*Required work:*
a. In the Displayr article, how long does the leftmost node take to load the entire data set?
b. List each thing the Displayr article says it will do in its opening outline.
c. Translate this sentence from the Displayr article into Spanish: "The code that creates the visualization is visible in the Code section of Displayr."

*Excerpt provided:*
++++++++
Considerable performance gains can be obtained by migrating calculations into the R code section of some data visualizations. This article assumes some basic level of competence in writing R code, and is structured as follows, it:
- Explains the R code section of a data visualization.
- Provides a detailed worked example of the strategy.
- Explains how to do this so that the visualization can easily be reused.
The R Code section of a data visualization
Some visualizations in Displayr are written in the R language. The code that creates the visualization is visible in the Code section of Displayr. For example, you can see the code for a pictograph below.
Detailed worked example using the R Code section
The Inputs & Outputs below are for a visualization that has been created in a way that is guaranteed to be slow. The graph shows two separate paths. The one at the top takes a total of .11 + .00 + .02 + .02 + .44 + .45 + .42 + .42 + 1.64 + 1.01 = 4.53 seconds. The one at the bottom takes slightly less time, meaning the overall time is at best 4.53 seconds for the visualization to calculate. (Where multiple visualizations are being shown simultaneously, the overall time may be slower.)
Explaining each of the nodes
The leftmost node shows that the entire data set takes 0.11 seconds to load.
The second node shows that extracting data for the Q5 variable set is instantaneous and requires no time.
++++++++
*Data records:*

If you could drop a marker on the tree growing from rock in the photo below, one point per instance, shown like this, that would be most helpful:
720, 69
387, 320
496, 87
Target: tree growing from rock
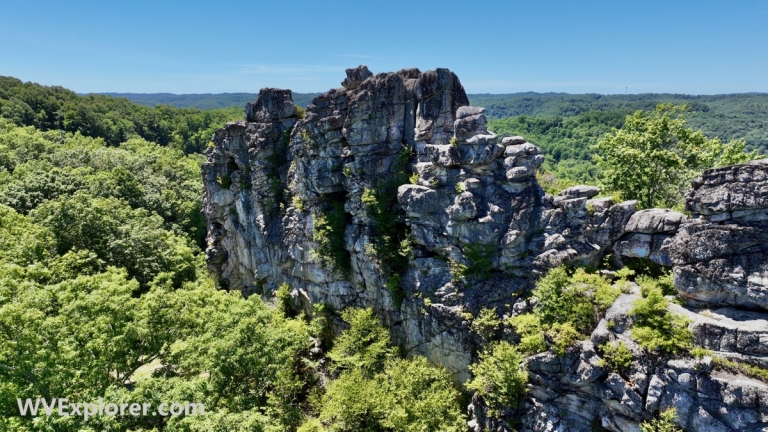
654, 157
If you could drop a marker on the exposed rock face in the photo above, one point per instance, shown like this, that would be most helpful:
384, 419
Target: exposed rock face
269, 178
649, 234
473, 201
721, 255
577, 392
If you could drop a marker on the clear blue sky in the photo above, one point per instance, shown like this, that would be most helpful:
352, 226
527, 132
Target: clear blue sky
145, 46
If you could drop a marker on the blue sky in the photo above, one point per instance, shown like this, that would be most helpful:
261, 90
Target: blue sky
695, 47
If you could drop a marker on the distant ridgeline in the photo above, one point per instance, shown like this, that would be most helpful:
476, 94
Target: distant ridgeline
563, 125
204, 100
113, 119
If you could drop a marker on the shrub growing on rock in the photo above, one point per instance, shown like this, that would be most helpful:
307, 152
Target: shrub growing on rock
568, 309
656, 328
500, 376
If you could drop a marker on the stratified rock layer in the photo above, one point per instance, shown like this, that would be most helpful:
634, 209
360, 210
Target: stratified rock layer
473, 203
269, 178
720, 256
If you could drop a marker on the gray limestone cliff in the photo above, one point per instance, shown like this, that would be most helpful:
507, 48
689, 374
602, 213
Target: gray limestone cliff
391, 193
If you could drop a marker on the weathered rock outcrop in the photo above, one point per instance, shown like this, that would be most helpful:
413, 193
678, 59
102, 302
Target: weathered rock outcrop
480, 230
577, 392
269, 178
720, 256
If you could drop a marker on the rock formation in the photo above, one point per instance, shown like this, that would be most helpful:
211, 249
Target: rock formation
391, 193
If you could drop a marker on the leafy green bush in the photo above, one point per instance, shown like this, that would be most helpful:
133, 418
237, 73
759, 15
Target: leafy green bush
120, 236
328, 232
486, 324
656, 328
665, 422
364, 346
283, 297
500, 376
616, 356
567, 310
375, 391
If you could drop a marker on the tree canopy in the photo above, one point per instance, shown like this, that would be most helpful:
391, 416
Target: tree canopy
655, 155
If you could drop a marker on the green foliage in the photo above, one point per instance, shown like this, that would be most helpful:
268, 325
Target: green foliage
500, 376
113, 119
298, 203
283, 299
655, 155
563, 335
375, 391
479, 265
36, 167
486, 324
736, 367
407, 395
363, 347
119, 236
328, 232
616, 356
390, 234
568, 308
726, 116
665, 422
656, 328
580, 299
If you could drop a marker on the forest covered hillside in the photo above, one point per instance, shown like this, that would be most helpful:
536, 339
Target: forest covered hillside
565, 126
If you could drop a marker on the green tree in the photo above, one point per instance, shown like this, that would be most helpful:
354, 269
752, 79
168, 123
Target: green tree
655, 155
364, 346
500, 376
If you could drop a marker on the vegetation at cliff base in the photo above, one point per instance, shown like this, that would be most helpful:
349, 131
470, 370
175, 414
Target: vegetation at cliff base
655, 327
655, 155
500, 376
569, 305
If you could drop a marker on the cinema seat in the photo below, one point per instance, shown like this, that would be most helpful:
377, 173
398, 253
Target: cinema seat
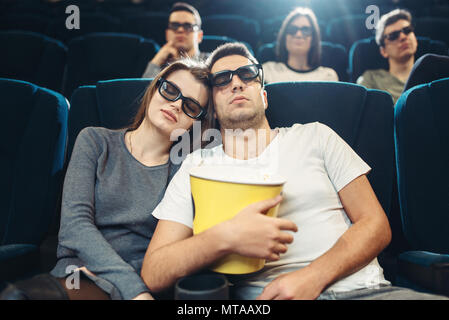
332, 55
106, 56
232, 26
89, 23
33, 57
363, 118
422, 155
33, 154
364, 55
110, 104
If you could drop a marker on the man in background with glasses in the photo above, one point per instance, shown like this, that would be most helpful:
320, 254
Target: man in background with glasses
398, 44
183, 35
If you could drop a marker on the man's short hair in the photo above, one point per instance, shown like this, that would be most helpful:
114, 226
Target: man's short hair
388, 19
182, 6
229, 49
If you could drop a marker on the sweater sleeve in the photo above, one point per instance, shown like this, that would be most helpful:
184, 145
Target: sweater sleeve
78, 231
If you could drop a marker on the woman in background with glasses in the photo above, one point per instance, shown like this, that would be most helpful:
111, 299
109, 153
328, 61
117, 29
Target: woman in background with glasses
298, 51
114, 180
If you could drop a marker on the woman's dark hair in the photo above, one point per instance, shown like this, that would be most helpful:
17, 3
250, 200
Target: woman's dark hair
314, 55
199, 71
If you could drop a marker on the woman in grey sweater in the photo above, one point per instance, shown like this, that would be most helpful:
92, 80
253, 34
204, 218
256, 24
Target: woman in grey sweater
114, 180
117, 177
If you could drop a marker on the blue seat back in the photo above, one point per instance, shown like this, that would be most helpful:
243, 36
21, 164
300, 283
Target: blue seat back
422, 156
433, 27
333, 56
33, 57
363, 118
24, 21
89, 23
364, 55
232, 26
348, 29
110, 104
150, 25
106, 56
32, 160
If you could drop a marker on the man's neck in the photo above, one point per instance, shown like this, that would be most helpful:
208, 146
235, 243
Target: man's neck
401, 69
247, 144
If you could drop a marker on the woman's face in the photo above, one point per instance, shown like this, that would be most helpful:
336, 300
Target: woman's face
300, 42
167, 115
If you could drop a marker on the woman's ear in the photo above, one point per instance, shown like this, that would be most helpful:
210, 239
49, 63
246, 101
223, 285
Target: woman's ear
263, 94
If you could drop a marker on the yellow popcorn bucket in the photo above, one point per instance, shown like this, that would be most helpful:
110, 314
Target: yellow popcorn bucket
219, 193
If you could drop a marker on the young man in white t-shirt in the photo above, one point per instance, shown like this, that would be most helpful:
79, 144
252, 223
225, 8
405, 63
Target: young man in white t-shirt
330, 226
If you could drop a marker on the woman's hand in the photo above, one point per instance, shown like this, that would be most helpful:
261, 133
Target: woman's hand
144, 296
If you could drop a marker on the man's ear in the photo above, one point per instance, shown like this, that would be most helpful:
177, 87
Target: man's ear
383, 52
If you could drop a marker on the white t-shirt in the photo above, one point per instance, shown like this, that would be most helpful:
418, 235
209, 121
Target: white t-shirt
280, 72
317, 164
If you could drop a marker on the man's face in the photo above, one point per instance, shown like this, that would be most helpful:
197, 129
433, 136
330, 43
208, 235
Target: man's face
299, 43
183, 40
239, 104
401, 48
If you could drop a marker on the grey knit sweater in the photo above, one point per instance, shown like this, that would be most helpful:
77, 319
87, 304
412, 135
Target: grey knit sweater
106, 220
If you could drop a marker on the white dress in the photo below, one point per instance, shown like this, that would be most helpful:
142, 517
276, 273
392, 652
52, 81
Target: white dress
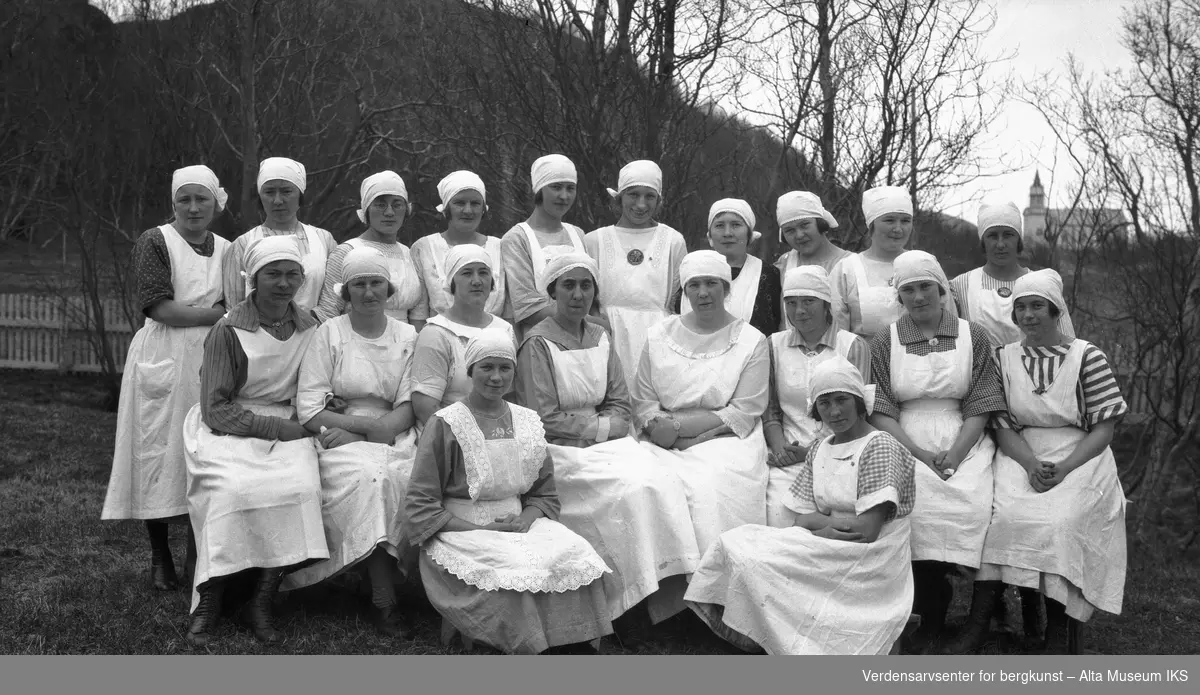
++++++++
*Exercise solutions:*
a. 0.11 seconds.

b.
- Explains the R code section of a data visualization.
- Provides a detailed worked example of the strategy.
- Explains how to do this so that the visualization can easily be reused.

c. El código que crea la visualización está visible en la sección Code de Displayr.